> Texto extraído
########

Informativo 714 STF - 5 a 9 de agosto de 2013

Imunidade tributária e imóvel vago
A 1ª Turma, por maioria, negou provimento a recurso extraordinário em que discutido se imóvel não edificado pertencente ao Serviço Social da Indústria - SESI estaria alcançado pela imunidade tributária. Na espécie, reconheceu-se que, por ser o recorrido entidade de direito privado, sem fins lucrativos, encaixar-se-ia na hipótese do art. 150, VI, c, da CF e, por isso, estaria imune. Apontou-se que a constatação de que imóvel vago ou sem edificação não seria suficiente, por si só, para destituir a garantia constitucional da imunidade tributária. Ponderou-se que, caso já tivesse sido deferido o status de imune ao contribuinte, o afastamento dessa imunidade somente poderia ocorrer mediante prova em contrário produzida pela administração tributária. Asseverou-se não ser possível considerar que determinado imóvel destinar-se-ia a finalidade diversa da exigida pelo interesse público apenas pelo fato de, momentaneamente, estar sem edificação ou ocupação. Assinalou-se que a qualquer momento poderia deixar sua condição de imóvel vago. Vencido o Min. Marco Aurélio, que dava provimento ao recurso. Assentava não poder concluir que um imóvel não edificado estivesse diretamente relacionado a serviço prestado. Explicitava que a imunidade do art. 150, VI, c, da CF não seria linear, tendo em vista a restrição disposta no seu § 4º (“As vedações expressas no inciso VI, alíneas ‘b’ e ‘c’, compreendem somente o patrimônio, a renda e os serviços, relacionados com as finalidades essenciais das entidades nelas mencionadas”).

TRANSCRIÇÕES

Com a finalidade de proporcionar aos leitores do INFORMATIVO STF uma compreensão mais aprofundada do pensamento do Tribunal, divulgamos neste espaço trechos de decisões que tenham despertado ou possam despertar de modo especial o interesse da comunidade jurídica.

IPTU: majoração da base de cálculo e decreto (Transcrições)

(v. Informativo 713)

RE 648245/MG*

RELATOR: Min. Gilmar Mendes

Recurso extraordinário. 2. Tributário. 3. Legalidade. 4. IPTU. Majoração da base de cálculo. Necessidade de lei em sentido formal. 5. Atualização monetária. Possibilidade. 6. É inconstitucional a majoração do IPTU sem edição de lei em sentido formal, vedada a atualização, por ato do Executivo, em percentual superior aos índices oficiais. 7. Recurso extraordinário não provido.

########

(Registros de marcação de localização)
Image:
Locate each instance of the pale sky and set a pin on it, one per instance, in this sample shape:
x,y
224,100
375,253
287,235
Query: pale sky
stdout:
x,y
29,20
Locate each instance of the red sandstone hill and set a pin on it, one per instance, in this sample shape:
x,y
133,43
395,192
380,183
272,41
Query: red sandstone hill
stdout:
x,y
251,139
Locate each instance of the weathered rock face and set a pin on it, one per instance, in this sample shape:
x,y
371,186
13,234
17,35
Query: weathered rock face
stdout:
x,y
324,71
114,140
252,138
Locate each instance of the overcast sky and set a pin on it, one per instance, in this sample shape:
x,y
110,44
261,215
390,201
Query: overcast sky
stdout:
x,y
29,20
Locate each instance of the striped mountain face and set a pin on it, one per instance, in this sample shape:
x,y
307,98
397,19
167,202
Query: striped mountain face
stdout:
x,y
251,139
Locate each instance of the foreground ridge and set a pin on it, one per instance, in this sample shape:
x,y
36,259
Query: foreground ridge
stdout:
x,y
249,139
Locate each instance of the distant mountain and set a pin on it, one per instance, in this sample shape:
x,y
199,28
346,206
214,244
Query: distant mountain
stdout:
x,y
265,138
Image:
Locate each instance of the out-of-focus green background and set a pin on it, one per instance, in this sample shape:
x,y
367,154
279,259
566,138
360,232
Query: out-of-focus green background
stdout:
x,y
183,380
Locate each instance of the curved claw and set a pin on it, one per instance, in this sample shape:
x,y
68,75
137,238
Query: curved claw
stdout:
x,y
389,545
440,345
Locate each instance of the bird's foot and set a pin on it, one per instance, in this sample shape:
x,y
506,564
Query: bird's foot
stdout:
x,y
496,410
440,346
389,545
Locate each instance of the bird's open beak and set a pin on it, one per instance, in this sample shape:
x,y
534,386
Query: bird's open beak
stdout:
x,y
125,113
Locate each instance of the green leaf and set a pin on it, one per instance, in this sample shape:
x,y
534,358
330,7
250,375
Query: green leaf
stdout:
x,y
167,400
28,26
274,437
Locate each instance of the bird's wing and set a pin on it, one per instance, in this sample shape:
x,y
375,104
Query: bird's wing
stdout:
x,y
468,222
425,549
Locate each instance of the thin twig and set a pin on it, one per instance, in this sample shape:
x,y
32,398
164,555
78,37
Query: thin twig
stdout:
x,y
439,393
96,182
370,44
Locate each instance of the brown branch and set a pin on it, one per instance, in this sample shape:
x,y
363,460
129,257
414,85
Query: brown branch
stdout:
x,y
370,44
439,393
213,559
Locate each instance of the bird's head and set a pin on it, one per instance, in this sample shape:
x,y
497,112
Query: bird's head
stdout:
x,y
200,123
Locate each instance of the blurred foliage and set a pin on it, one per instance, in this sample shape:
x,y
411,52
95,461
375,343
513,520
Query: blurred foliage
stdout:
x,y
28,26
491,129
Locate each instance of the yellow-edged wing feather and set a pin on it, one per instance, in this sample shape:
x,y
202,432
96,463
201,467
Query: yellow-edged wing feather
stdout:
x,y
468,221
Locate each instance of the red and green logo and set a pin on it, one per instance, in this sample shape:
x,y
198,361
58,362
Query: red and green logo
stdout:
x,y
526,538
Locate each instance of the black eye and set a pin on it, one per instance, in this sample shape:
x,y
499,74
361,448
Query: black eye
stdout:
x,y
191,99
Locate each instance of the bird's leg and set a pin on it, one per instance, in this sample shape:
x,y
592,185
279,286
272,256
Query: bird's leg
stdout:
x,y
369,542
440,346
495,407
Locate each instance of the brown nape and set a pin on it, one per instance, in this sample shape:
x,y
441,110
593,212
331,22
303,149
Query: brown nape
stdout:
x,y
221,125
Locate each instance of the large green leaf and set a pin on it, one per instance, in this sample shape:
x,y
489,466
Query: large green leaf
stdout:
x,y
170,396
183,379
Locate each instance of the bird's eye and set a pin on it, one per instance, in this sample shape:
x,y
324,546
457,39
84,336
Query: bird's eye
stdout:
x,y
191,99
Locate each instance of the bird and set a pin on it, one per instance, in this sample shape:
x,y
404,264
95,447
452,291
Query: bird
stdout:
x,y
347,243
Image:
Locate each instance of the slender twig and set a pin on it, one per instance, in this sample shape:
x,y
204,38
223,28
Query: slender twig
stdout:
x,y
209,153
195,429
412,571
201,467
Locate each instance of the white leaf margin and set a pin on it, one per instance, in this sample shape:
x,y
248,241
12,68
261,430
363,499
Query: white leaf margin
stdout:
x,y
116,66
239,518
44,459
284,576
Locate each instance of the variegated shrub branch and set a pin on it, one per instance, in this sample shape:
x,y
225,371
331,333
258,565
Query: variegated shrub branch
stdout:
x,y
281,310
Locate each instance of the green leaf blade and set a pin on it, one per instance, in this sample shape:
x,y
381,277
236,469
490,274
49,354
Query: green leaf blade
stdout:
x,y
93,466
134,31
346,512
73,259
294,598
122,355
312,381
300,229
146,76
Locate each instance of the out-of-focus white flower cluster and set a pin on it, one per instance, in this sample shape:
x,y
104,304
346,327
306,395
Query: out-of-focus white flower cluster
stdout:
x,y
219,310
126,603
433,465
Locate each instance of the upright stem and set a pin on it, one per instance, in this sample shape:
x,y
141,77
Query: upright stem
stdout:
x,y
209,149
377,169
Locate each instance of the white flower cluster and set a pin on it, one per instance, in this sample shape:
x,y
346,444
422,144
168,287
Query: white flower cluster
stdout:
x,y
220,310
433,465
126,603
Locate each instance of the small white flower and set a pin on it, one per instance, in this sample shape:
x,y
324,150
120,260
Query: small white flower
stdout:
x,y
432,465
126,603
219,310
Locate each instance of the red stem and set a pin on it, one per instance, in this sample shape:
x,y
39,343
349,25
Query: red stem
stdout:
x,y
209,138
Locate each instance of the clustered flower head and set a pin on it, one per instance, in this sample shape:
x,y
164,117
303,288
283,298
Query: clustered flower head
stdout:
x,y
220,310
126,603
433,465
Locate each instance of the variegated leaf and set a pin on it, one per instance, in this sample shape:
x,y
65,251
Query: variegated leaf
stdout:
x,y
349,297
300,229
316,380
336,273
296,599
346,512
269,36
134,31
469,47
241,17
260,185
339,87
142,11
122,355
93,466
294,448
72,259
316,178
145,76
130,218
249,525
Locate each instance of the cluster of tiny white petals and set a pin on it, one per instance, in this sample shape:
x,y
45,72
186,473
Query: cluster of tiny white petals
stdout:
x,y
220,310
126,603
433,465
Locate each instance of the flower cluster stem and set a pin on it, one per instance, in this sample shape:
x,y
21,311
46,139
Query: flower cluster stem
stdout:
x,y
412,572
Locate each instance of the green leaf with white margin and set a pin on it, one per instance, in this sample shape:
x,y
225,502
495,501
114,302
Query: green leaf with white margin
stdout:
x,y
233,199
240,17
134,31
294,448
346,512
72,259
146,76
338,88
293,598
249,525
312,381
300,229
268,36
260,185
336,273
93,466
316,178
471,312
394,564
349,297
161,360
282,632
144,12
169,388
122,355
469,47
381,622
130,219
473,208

########

> Exercício A
Redigite o trecho do texto extraído que começa nas palavras que contêm "RE 648245/MG*" e termina em "extraordinário não provido.".
> Exercício B
Responda às perguntas abaixo com base no texto extraído.
(i) Qual turma negou provimento ao recurso extraordinário sobre o imóvel do SESI?
(ii) Qual ministro ficou vencido nesse julgamento?
(iii) Quem é o relator do RE 648245/MG?
> Exercício C
Diga se cada afirmação abaixo está de acordo com o texto extraído.
(i) O recurso extraordinário sobre o imóvel do SESI foi decidido por unanimidade.
(ii) Um imóvel vago ou sem edificação não basta, por si só, para afastar a imunidade tributária.
(iii) O RE 648245/MG foi provido.

> Resposta final A
RE 648245/MG*

RELATOR: Min. Gilmar Mendes

Recurso extraordinário. 2. Tributário. 3. Legalidade. 4. IPTU. Majoração da base de cálculo. Necessidade de lei em sentido formal. 5. Atualização monetária. Possibilidade. 6. É inconstitucional a majoração do IPTU sem edição de lei em sentido formal, vedada a atualização, por ato do Executivo, em percentual superior aos índices oficiais. 7. Recurso extraordinário não provido.

> Resposta final B
(i) A 1ª Turma.
(ii) O Min. Marco Aurélio.
(iii) O Min. Gilmar Mendes.

> Resposta final C
(i) Não: "A 1ª Turma, por maioria, negou provimento a recurso extraordinário".
(ii) Sim: "a constatação de que imóvel vago ou sem edificação não seria suficiente, por si só, para destituir a garantia constitucional da imunidade tributária".
(iii) Não: "7. Recurso extraordinário não provido."